▸ **Directions**
Go through the entries below and copy each line that holds the word "yellow".

▸ **Information given**
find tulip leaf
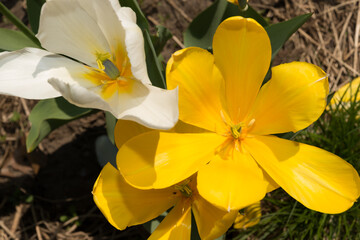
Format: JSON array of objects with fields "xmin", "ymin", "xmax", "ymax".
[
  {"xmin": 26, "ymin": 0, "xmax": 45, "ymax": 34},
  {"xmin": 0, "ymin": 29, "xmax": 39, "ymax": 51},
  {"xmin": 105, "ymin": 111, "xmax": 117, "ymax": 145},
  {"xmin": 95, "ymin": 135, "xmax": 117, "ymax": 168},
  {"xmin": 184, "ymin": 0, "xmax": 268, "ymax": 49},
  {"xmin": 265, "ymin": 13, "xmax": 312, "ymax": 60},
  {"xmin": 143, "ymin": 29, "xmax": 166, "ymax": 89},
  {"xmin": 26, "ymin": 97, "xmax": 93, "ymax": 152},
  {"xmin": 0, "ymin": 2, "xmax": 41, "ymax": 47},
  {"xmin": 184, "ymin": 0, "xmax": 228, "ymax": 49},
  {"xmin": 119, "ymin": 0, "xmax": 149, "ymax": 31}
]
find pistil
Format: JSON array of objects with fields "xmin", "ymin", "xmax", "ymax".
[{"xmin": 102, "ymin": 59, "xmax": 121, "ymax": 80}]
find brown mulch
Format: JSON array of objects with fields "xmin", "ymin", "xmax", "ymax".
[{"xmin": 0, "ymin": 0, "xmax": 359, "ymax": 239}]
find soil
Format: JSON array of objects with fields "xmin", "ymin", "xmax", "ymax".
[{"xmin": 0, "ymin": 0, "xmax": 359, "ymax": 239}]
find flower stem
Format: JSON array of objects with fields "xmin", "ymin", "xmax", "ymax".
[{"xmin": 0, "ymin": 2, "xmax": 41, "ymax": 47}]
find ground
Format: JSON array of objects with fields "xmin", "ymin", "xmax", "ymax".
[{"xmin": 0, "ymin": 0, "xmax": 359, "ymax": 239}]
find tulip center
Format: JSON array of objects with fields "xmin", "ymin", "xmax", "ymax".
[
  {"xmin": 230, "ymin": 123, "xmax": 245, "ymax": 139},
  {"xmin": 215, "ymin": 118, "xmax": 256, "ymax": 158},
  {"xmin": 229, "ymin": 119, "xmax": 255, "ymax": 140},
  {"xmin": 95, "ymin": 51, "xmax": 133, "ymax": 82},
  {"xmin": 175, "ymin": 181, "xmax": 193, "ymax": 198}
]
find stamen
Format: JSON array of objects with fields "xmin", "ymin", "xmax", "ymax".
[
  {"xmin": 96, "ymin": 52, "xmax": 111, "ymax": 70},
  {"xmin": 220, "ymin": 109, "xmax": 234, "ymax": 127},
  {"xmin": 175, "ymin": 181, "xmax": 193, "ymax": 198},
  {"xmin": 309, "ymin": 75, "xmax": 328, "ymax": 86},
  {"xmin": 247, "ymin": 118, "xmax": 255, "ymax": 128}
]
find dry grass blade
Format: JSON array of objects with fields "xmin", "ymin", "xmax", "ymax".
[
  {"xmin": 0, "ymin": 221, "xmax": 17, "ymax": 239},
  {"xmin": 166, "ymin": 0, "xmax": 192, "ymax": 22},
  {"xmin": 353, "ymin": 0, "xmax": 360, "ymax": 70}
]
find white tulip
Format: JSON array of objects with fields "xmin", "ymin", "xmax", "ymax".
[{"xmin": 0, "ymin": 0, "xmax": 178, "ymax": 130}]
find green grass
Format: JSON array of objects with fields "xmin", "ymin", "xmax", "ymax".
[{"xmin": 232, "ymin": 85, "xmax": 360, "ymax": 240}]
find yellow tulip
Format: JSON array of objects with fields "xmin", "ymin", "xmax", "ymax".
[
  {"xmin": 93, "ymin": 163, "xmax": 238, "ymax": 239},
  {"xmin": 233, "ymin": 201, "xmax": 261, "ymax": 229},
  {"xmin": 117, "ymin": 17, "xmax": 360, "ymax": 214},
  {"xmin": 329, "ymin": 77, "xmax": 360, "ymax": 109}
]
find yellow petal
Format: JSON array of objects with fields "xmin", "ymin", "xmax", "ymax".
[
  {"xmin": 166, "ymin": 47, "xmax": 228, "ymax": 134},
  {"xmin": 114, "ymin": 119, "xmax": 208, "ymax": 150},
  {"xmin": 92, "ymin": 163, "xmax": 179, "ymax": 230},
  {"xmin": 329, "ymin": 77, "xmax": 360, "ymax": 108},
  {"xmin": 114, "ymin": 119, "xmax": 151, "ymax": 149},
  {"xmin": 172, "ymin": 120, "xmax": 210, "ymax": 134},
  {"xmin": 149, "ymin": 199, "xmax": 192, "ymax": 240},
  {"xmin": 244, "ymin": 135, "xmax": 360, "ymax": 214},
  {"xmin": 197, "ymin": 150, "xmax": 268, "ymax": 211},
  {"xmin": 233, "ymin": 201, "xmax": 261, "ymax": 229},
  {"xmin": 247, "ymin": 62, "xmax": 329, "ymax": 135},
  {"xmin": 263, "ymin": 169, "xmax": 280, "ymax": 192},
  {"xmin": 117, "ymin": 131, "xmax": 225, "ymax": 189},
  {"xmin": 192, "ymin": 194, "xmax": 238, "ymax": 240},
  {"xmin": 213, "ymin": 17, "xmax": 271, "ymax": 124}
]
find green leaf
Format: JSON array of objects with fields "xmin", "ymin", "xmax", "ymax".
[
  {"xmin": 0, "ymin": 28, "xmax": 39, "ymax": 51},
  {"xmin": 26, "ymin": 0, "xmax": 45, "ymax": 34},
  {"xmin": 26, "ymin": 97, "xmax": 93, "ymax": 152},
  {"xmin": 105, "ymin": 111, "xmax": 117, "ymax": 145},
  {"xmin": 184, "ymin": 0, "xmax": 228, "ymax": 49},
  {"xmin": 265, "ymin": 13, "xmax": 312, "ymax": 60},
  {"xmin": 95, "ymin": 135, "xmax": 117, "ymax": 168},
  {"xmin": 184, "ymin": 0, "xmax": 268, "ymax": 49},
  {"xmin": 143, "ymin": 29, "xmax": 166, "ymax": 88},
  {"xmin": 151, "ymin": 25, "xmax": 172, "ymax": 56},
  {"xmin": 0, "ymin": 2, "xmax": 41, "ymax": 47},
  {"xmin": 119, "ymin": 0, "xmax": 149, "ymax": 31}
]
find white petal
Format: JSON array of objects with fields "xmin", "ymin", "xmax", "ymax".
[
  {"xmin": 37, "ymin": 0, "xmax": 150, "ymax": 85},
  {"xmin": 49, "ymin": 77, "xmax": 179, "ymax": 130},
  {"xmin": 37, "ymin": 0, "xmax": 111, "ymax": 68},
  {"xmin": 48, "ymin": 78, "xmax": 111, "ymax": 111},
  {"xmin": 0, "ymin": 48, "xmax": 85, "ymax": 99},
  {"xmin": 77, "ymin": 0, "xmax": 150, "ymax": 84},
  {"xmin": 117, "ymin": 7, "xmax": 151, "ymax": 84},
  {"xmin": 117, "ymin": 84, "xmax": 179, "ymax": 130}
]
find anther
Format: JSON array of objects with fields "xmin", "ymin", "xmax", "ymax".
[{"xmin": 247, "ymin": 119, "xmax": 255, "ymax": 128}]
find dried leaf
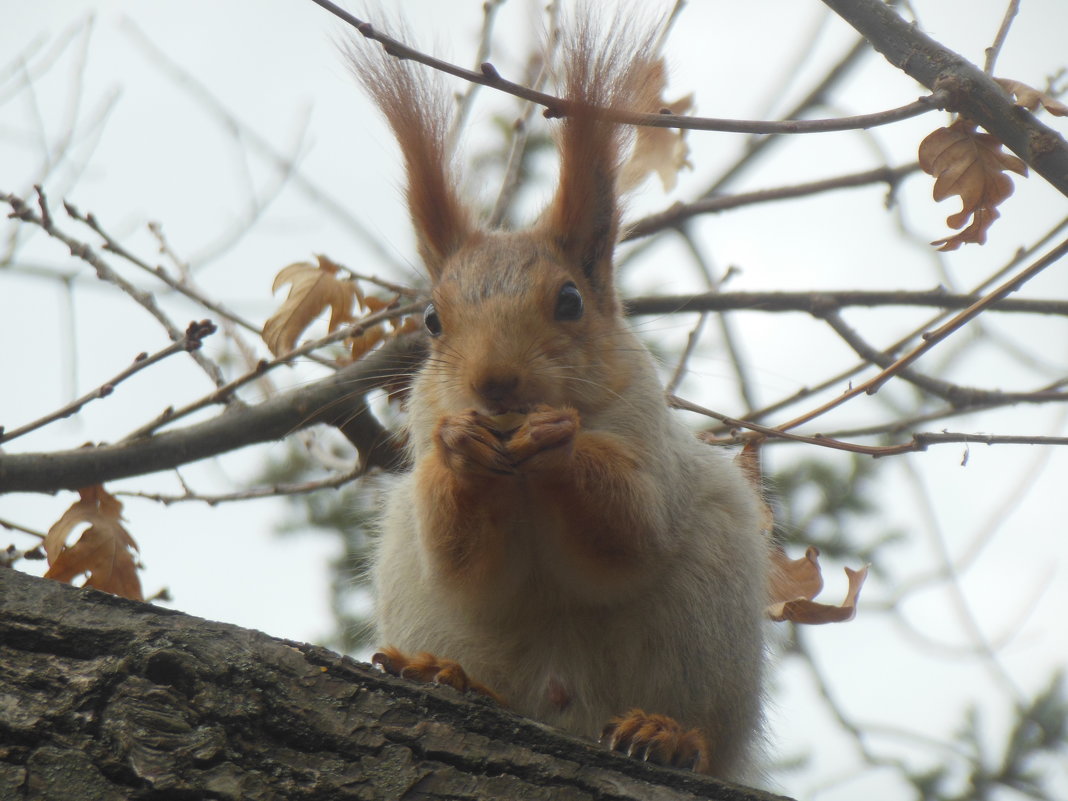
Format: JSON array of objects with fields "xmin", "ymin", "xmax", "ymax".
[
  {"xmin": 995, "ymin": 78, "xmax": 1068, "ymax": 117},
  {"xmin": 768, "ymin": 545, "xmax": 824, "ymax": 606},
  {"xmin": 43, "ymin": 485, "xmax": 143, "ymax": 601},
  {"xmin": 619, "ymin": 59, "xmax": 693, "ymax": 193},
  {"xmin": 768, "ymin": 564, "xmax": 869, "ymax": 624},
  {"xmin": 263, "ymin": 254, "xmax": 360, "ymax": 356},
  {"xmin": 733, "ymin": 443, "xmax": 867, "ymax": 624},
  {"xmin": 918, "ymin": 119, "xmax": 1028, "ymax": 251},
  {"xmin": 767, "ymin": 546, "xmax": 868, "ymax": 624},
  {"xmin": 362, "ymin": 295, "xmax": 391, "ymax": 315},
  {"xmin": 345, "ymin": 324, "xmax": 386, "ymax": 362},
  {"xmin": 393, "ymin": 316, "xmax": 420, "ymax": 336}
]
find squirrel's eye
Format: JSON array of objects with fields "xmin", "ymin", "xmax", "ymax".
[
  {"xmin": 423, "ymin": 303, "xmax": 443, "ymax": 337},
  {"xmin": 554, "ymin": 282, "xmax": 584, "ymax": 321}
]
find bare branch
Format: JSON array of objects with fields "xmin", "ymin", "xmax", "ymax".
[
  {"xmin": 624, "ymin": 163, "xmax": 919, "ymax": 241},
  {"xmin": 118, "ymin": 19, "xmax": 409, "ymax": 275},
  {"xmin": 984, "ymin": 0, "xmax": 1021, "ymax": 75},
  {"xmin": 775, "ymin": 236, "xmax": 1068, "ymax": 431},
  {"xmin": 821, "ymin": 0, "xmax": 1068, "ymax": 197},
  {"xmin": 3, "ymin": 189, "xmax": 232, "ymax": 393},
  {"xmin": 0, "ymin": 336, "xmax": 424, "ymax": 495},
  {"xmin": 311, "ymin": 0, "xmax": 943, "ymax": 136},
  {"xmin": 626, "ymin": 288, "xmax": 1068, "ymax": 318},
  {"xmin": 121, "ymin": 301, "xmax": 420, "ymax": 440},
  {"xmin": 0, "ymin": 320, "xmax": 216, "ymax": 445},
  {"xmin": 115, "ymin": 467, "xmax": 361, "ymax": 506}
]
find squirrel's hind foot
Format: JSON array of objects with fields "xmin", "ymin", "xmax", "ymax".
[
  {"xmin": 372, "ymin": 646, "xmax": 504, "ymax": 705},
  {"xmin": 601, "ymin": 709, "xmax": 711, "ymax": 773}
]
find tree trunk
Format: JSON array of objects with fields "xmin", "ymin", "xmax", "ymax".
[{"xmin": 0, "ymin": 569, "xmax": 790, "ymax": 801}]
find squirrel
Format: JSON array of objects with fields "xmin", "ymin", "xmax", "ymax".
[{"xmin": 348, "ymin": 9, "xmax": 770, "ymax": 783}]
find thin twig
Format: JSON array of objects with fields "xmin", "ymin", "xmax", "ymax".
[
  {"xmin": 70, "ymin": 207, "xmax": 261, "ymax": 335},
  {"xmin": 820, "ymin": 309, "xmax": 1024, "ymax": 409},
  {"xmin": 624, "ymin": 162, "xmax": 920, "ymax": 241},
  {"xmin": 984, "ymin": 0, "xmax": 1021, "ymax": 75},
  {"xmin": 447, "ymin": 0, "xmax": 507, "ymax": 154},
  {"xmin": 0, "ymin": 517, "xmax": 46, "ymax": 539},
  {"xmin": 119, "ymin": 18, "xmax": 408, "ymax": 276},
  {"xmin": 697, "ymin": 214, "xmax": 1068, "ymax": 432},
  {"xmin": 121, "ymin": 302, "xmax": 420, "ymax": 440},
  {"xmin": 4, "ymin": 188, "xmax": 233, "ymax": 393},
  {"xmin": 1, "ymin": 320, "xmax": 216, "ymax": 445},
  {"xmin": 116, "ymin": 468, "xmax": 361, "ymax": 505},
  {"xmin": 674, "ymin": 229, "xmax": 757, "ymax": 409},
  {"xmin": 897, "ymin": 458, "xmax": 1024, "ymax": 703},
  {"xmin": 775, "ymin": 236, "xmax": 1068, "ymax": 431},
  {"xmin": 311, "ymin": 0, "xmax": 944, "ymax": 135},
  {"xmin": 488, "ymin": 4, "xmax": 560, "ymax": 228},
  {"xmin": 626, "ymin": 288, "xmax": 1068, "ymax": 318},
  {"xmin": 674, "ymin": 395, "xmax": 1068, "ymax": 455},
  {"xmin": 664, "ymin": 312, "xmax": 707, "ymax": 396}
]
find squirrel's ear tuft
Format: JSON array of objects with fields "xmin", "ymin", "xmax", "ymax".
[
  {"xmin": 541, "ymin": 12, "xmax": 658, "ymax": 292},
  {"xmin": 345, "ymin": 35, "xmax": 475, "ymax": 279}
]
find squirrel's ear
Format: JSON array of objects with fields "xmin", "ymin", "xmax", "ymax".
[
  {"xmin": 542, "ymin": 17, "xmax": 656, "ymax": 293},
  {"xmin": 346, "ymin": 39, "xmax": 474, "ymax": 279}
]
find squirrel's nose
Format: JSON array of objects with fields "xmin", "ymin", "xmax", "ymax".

▸ **Solution for this exercise**
find yellow tulip
find yellow petal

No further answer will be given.